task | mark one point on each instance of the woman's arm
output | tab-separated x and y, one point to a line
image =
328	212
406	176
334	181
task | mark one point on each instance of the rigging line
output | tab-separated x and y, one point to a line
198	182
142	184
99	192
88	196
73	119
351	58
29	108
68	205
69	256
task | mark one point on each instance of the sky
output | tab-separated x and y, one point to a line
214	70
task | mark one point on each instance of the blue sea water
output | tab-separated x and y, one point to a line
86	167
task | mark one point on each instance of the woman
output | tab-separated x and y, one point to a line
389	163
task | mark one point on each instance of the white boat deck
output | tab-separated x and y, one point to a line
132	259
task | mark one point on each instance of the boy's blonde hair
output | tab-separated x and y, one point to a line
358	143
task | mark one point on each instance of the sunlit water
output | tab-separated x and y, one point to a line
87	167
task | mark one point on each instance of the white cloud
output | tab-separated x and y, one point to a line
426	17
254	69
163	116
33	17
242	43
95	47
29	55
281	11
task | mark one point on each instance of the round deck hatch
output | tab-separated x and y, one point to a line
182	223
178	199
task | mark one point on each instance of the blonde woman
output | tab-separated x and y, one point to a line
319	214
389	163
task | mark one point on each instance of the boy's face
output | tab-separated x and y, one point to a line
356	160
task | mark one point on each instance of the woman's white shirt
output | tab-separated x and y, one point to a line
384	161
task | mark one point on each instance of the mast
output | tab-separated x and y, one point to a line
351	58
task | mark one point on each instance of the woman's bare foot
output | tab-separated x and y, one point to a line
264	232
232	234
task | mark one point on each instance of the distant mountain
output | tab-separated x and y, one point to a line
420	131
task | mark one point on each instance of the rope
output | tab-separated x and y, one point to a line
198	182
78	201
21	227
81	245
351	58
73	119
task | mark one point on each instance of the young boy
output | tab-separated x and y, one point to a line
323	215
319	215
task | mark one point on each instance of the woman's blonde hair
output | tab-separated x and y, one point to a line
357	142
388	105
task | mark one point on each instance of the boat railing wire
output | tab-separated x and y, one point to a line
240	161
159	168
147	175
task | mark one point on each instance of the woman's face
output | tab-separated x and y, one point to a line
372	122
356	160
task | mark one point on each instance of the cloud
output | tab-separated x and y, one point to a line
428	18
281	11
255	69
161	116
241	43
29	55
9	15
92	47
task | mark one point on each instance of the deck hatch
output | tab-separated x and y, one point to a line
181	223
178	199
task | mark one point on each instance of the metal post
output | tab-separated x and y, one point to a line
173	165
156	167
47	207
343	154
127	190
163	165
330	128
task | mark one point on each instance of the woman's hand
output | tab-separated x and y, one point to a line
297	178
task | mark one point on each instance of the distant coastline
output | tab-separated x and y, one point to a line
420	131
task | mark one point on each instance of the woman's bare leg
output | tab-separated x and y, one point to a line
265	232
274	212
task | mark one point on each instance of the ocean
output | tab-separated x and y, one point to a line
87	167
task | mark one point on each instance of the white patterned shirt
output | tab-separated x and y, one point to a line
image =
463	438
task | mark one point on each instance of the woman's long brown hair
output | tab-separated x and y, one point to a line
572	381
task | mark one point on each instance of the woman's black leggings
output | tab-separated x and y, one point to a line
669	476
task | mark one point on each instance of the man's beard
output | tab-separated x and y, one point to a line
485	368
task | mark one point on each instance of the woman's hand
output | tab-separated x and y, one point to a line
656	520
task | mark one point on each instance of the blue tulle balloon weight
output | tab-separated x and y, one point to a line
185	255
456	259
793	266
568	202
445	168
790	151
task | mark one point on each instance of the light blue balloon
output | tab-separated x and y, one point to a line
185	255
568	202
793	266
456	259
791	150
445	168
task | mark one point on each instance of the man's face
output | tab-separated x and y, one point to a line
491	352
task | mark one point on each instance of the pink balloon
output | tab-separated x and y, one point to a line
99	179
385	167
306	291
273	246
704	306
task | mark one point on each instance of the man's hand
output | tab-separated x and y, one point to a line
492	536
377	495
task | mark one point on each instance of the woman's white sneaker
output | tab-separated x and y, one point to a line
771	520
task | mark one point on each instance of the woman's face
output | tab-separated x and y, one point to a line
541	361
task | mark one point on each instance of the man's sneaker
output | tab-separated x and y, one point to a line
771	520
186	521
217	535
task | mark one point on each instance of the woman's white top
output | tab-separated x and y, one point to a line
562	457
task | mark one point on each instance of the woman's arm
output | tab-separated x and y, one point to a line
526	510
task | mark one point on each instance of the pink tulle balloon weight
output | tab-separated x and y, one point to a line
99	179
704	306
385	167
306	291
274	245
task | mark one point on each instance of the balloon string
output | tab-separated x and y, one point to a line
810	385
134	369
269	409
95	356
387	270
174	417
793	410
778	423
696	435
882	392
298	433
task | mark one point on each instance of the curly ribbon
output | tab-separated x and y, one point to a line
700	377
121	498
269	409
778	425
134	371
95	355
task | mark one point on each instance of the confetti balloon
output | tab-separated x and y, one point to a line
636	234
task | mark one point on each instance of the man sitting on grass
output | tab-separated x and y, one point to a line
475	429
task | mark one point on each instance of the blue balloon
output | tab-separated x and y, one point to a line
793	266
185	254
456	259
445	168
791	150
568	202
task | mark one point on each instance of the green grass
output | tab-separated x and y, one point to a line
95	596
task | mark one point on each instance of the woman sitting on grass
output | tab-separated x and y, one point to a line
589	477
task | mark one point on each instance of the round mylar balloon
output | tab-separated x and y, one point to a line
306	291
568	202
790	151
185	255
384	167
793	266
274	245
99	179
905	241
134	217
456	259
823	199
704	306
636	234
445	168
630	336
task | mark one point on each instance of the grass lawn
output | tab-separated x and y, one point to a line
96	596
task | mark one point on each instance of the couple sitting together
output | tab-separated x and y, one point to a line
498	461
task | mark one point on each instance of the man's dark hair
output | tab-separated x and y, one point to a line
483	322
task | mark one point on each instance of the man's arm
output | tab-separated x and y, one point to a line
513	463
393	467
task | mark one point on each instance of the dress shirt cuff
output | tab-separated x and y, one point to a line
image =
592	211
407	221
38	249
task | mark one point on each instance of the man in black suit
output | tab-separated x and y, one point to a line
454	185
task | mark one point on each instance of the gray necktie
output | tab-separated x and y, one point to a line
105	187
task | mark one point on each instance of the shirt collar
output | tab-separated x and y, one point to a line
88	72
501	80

※ ※ ※

Requirements:
Locate the line that contains "task | mark one point on each instance of the dress". Repeat it and every line after it, up to and including the final line, exactly.

Answer to the problem:
task | mark one point on each instance of the dress shirt cuff
output | tab-separated x and y, one point to a line
image =
592	211
407	221
38	249
task | mark one point on each instance of the man in black suit
output | tab-separated x and y, one point to a line
454	185
task | mark one point on each instance of the gray necktie
output | tab-separated x and y, one point to a line
105	187
task | mark one point on each instance of the shirt collar
output | tab-separated x and y, one point to a line
88	72
501	80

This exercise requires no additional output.